* **What needs to be done**:
Using the listing below, report all lines holding the word "hillside".

* **Data extract**:
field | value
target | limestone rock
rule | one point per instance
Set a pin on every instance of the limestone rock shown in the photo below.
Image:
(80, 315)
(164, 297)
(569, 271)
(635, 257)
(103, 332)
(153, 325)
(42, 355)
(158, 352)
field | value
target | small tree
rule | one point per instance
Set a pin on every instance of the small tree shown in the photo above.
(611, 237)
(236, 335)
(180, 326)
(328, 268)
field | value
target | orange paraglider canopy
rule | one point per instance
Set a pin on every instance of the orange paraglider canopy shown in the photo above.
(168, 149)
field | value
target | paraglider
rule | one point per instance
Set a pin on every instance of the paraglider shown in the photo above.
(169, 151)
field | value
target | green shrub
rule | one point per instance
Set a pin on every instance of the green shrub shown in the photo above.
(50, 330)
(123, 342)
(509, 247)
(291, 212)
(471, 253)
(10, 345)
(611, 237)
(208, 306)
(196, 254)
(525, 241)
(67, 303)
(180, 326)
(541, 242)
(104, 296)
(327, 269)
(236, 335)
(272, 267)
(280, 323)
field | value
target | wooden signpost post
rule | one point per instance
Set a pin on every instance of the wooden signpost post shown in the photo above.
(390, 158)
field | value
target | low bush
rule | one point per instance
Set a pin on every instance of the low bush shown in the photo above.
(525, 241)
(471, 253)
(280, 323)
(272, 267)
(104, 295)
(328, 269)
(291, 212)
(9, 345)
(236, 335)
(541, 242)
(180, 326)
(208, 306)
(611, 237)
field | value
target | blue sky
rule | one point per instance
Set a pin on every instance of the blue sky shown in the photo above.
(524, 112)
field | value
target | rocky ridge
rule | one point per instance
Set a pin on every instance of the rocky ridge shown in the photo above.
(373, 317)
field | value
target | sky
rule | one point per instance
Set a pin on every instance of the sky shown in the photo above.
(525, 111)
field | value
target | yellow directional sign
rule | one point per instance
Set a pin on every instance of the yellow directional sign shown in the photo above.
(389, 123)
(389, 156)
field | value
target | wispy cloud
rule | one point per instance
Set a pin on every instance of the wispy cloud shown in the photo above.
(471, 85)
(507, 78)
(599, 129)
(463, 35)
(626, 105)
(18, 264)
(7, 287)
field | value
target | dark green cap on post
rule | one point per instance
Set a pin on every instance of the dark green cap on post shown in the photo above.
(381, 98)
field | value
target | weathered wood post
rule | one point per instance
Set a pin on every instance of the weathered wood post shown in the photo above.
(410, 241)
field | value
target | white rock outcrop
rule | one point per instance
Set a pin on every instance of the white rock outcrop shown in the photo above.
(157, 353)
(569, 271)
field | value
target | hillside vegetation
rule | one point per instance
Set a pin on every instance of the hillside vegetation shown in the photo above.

* **Solved problem**:
target | hillside vegetation
Set a pin on every instance of the hillside vegetation shown in the photo above.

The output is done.